▶ WHAT TO WORK ON: Starting at the beginning of the rows and ending at the line containing "positive clicks: (41, 323) (34, 319)", swap "high-resolution" for "full-resolution" and give those lines again with nothing else changed.

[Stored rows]
^^^^^^^^^^^^^^^^

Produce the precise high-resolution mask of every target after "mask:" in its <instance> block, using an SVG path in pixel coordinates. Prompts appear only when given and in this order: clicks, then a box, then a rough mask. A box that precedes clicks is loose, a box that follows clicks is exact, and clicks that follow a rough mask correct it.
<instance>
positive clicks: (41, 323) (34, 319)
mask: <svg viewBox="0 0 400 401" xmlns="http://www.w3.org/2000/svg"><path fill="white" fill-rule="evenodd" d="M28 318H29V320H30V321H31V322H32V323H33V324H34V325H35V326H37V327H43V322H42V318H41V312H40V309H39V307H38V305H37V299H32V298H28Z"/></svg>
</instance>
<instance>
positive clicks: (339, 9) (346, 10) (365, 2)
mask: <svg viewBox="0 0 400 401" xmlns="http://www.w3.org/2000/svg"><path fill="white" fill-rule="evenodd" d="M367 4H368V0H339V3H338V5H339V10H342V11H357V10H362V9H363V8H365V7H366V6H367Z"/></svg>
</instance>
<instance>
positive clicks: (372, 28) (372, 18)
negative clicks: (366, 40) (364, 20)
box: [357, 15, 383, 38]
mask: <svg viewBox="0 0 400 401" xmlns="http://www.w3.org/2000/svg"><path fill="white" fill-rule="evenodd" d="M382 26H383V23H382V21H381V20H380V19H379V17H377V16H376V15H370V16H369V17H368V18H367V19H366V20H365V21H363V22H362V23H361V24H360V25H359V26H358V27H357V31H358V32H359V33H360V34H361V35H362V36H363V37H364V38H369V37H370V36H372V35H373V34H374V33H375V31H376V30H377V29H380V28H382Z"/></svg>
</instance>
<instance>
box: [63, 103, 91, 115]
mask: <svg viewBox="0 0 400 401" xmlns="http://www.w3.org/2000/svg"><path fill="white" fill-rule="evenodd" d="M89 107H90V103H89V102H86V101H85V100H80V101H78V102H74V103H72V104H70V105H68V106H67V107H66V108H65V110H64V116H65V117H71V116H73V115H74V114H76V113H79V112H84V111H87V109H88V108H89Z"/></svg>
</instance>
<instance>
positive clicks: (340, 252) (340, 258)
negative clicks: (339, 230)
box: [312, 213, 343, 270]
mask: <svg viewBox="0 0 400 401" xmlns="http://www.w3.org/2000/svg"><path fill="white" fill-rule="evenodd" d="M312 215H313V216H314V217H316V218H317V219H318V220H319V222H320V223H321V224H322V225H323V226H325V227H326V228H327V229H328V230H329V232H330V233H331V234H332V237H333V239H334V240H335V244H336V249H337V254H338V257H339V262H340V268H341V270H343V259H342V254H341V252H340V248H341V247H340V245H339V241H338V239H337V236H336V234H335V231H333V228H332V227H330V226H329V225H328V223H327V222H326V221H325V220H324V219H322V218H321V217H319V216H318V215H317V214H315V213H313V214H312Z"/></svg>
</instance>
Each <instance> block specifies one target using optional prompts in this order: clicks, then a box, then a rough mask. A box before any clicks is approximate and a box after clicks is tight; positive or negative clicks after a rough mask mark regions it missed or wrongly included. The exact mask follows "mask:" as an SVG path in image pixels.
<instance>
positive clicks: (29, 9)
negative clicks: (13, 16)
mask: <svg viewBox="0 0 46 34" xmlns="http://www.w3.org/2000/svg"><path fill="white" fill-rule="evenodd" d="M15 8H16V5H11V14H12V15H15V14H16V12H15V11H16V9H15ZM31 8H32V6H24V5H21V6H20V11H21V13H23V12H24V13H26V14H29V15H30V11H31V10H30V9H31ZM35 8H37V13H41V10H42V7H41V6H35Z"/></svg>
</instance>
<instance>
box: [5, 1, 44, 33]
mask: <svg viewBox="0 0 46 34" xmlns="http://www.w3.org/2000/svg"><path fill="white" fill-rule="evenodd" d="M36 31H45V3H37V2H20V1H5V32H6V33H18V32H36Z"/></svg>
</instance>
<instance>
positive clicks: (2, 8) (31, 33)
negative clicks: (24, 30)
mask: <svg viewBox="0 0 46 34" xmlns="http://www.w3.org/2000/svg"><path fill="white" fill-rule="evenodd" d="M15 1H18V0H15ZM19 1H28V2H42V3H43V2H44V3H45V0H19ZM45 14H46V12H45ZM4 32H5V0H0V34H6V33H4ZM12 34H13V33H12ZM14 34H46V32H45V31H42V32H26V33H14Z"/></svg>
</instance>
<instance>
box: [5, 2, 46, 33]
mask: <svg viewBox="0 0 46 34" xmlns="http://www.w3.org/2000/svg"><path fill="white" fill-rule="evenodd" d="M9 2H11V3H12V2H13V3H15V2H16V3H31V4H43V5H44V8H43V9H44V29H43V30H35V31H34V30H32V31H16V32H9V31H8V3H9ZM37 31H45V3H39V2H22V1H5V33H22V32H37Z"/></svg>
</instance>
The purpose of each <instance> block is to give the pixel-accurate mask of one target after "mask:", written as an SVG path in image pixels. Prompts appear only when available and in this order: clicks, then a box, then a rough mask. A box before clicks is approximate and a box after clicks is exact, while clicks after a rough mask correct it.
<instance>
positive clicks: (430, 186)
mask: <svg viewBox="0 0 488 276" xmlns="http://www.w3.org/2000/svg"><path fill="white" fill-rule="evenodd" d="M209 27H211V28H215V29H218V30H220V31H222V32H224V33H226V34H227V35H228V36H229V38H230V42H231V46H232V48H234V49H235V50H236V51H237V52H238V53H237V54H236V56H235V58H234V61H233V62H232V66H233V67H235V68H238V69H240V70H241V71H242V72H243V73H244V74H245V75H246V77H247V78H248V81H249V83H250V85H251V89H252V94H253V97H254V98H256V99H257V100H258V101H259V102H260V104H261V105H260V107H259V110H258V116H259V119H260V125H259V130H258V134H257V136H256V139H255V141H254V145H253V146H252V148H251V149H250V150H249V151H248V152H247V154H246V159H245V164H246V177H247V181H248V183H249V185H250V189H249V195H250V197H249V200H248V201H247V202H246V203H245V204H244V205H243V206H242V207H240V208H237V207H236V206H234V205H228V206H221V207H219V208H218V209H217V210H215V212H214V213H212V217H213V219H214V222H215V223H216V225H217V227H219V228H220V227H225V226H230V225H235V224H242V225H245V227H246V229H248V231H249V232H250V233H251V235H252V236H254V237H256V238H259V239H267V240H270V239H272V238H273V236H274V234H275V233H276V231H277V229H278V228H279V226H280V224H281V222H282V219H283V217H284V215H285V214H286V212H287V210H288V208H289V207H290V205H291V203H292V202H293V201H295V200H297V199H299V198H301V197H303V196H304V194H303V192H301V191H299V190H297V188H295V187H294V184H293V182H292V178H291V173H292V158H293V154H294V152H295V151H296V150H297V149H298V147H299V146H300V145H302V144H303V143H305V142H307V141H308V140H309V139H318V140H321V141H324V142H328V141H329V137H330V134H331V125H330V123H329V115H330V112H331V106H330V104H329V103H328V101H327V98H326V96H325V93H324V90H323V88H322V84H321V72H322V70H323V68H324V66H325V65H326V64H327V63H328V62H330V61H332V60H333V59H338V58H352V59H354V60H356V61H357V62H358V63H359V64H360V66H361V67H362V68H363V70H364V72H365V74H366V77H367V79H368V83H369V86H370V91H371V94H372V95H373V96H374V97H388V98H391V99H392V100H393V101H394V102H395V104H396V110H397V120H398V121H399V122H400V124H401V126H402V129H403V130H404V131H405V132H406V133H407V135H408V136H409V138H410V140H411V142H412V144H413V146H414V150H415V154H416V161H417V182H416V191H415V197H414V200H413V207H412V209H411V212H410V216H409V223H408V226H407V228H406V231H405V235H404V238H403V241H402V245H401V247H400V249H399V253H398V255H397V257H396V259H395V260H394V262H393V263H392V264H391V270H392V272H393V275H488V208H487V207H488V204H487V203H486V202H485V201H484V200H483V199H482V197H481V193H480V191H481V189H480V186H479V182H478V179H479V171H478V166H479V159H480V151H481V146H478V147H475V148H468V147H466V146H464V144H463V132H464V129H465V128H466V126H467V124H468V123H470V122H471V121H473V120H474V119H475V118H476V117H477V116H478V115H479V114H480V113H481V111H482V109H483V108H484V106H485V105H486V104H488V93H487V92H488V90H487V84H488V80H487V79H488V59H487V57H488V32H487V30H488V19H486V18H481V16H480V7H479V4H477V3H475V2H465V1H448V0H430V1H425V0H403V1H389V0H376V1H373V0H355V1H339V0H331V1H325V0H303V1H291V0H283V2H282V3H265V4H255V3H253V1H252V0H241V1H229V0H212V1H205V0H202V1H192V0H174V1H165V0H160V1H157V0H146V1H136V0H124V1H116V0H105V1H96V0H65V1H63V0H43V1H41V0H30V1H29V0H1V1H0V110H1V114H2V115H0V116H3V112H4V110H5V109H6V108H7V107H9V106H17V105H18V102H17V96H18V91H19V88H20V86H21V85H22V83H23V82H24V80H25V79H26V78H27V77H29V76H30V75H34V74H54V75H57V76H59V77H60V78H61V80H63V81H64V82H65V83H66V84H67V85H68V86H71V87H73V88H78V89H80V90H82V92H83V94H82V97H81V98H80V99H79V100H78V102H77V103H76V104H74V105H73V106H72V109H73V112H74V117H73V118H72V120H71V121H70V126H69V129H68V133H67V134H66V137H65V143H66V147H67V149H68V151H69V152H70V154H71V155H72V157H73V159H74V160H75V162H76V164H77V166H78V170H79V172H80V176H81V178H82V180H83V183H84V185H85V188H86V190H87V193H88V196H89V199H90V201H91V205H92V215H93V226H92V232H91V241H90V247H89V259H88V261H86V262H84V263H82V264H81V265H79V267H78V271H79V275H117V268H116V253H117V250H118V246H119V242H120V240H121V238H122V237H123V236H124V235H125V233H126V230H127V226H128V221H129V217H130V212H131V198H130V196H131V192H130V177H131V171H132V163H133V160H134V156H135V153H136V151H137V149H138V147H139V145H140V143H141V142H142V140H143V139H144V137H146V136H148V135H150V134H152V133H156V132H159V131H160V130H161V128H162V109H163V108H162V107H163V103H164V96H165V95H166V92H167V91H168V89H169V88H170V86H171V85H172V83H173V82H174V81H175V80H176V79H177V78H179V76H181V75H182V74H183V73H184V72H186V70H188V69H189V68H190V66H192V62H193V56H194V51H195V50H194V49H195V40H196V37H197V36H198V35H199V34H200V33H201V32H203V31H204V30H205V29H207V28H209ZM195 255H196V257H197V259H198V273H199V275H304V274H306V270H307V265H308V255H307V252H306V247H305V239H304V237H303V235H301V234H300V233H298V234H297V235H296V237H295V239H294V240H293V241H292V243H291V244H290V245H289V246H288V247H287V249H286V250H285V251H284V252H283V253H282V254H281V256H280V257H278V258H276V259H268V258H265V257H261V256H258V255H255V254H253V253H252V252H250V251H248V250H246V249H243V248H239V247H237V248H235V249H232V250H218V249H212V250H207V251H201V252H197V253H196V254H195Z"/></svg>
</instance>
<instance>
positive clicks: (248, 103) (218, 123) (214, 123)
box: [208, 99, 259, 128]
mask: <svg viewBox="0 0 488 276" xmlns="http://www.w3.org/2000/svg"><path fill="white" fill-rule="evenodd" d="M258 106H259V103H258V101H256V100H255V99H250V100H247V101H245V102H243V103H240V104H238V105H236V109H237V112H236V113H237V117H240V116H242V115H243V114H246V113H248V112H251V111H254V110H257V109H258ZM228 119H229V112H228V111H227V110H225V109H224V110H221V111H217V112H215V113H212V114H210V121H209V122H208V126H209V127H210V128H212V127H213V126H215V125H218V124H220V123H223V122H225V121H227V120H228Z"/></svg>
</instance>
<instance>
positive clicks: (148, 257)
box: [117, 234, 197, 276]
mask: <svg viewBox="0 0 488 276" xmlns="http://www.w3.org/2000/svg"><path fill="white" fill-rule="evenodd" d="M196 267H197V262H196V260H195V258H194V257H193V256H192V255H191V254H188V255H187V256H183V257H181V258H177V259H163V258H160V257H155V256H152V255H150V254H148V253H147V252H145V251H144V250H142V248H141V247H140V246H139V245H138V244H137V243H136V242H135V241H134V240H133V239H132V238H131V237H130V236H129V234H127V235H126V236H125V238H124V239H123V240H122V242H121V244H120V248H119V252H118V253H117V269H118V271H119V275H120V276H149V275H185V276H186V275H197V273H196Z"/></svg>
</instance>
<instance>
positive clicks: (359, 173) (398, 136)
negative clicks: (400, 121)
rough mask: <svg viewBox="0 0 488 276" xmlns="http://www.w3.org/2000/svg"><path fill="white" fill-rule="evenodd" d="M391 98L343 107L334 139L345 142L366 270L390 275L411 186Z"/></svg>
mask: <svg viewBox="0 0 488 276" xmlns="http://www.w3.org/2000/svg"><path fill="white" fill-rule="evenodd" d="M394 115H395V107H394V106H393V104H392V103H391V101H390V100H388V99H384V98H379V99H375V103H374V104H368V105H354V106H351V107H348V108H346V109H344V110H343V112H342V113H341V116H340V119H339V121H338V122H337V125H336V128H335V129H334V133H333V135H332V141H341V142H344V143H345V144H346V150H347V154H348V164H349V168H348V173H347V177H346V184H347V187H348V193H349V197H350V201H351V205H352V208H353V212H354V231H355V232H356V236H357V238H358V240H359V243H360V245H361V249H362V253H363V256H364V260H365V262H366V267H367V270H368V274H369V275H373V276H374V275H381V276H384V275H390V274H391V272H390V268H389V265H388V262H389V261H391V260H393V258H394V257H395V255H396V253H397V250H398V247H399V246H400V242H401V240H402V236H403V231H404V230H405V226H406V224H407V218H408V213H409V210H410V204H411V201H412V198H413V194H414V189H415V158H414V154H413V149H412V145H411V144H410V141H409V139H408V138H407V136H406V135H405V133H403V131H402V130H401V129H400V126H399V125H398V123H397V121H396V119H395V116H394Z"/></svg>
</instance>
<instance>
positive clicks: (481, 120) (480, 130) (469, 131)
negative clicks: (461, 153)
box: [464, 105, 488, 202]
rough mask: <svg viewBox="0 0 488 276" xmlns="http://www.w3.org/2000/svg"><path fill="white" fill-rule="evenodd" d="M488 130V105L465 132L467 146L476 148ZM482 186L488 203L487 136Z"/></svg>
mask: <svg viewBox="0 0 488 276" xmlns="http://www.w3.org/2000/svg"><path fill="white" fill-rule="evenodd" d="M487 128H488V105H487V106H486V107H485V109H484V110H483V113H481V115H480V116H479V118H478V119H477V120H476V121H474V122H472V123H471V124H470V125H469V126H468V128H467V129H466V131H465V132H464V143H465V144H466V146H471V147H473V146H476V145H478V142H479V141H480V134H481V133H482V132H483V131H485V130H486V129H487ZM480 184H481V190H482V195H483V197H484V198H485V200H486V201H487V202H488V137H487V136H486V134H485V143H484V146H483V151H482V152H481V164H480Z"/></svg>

^^^^^^^^^^^^^^^^

▶ ANSWER:
Produce the precise full-resolution mask of every target after "mask:" in its <instance> block, using an SVG path in pixel coordinates. Prompts appear only when given and in this order: clicks, then a box, then a rough mask. A box that precedes clicks is loose, a box that follows clicks is exact, and clicks that follow a rough mask correct it.
<instance>
positive clicks: (41, 323) (34, 319)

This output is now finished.